読解用抜粋.
先輩の声

看護師(認定看護師)

【がん化学療法看護認定看護師】 田村 美子

安全・確実・安楽ながん化学療法看護

がん化学療法看護認定看護師の役割は、がん化学療法を受ける患者さんが治療を納得して、安全・確実に、安心して治療が継続できるように支援することです。
治療を管理するという視点からは、大きな責任を伴う分野だと感じています。また、患者さんはさまざまな場面で重要な意思決定を迫られます。治療方針として化学療法を選択する場合、再発や転移がわかり次の治療方針を決める場合、化学療法の効果が期待できずに治療を中止する場合などです。このような場面において、患者さんの価値観や生き方、大切にしていることを尊重しながら納得できる自己決定をしていくプロセスを支援していくことも必要となります。

現在は、外来化学療法室での業務を主とし、患者さんを支援しています。外来治療の場合は、患者さんと接する時間が限られており、その中で個別の状況に応じた看護を実践していくために、治療前の患者さん・ご家族からの情報収集を大切にしています。また、帰宅後の化学療法による副作用は、患者さん自身が自己管理をしていくため、セルフケア支援が重要と考えています。特に初回治療後はさまざまな点で迷われることが多いため、化学療法導入時に医師・薬剤師・看護師より十分な時間をかけ説明を行い、心配事や不安の軽減に努めています。化学療法相談外来では、個別に患者さんの相談を受けることで、早期に問題解決ができるように対応しています。さらに、毎週、多職種チームでカンファレンスを行うことで、各々の専門性を発揮して連携できるように努めています。

提供データ.

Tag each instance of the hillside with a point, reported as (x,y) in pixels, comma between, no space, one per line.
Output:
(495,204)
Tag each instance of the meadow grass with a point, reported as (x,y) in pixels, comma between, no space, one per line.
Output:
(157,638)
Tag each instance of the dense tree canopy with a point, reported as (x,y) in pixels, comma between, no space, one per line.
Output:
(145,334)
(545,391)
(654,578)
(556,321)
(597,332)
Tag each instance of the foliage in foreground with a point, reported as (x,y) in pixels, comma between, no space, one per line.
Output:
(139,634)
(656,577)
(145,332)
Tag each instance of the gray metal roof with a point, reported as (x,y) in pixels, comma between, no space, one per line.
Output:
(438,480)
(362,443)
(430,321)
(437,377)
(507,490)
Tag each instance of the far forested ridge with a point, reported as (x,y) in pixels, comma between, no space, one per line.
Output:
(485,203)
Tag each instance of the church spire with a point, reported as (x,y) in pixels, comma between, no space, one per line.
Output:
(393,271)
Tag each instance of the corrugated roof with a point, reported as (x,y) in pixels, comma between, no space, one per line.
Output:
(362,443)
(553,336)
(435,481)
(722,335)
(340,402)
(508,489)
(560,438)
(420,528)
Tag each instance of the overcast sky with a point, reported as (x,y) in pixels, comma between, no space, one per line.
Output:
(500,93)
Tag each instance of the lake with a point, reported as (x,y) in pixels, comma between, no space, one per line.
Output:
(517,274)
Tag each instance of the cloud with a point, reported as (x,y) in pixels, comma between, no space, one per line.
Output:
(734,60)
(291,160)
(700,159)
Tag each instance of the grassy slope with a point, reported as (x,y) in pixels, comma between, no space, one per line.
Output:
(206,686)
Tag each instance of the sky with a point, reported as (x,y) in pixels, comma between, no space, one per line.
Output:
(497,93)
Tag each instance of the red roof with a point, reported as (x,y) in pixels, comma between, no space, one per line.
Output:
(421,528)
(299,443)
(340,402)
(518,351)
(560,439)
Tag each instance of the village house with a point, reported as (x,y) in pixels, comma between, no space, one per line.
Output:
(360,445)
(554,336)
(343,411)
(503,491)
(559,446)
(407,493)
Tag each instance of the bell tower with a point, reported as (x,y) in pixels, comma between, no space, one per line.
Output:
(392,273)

解くべき問題.
A - がん化学療法看護についての文章を二文で要約してください。
B - がん化学療法看護についての文章を、最後の文の後から書き継いでください。
エントリは別の出典から取ったものです。

記述解答.
A - がん化学療法看護認定看護師は、化学療法を受ける患者さんが治療に納得し、安全・確実に安心して治療を続けられるよう支援し、重要な意思決定の場面では患者さんの価値観を尊重した自己決定のプロセスも支える。現在は外来化学療法室を中心に、治療前の情報収集、帰宅後のセルフケア支援、導入時の十分な説明、化学療法相談外来での個別対応、多職種チームでの毎週のカンファレンスに取り組んでいる。

B -
がん化学療法は、がんの初期から終末期までの全ての時期にあらゆるがん腫に対して行われています。また、新しい薬剤の開発や支持療法の進歩により、がん治療において、ますます重要な位置を占めるようになっているため、チームで連携し、質の高いがん化学療法看護を提供していきたいと考えています。

これから認定看護師をめざす方へのメッセージは、「看護師としての自分を見つめ直したいという思いがある方は、強い精神力を持って是非チャレンジして下さい。」ということです。きっと、看護師として患者さんと向き合う姿勢や人としてのあり方を考える良い機会となるでしょう。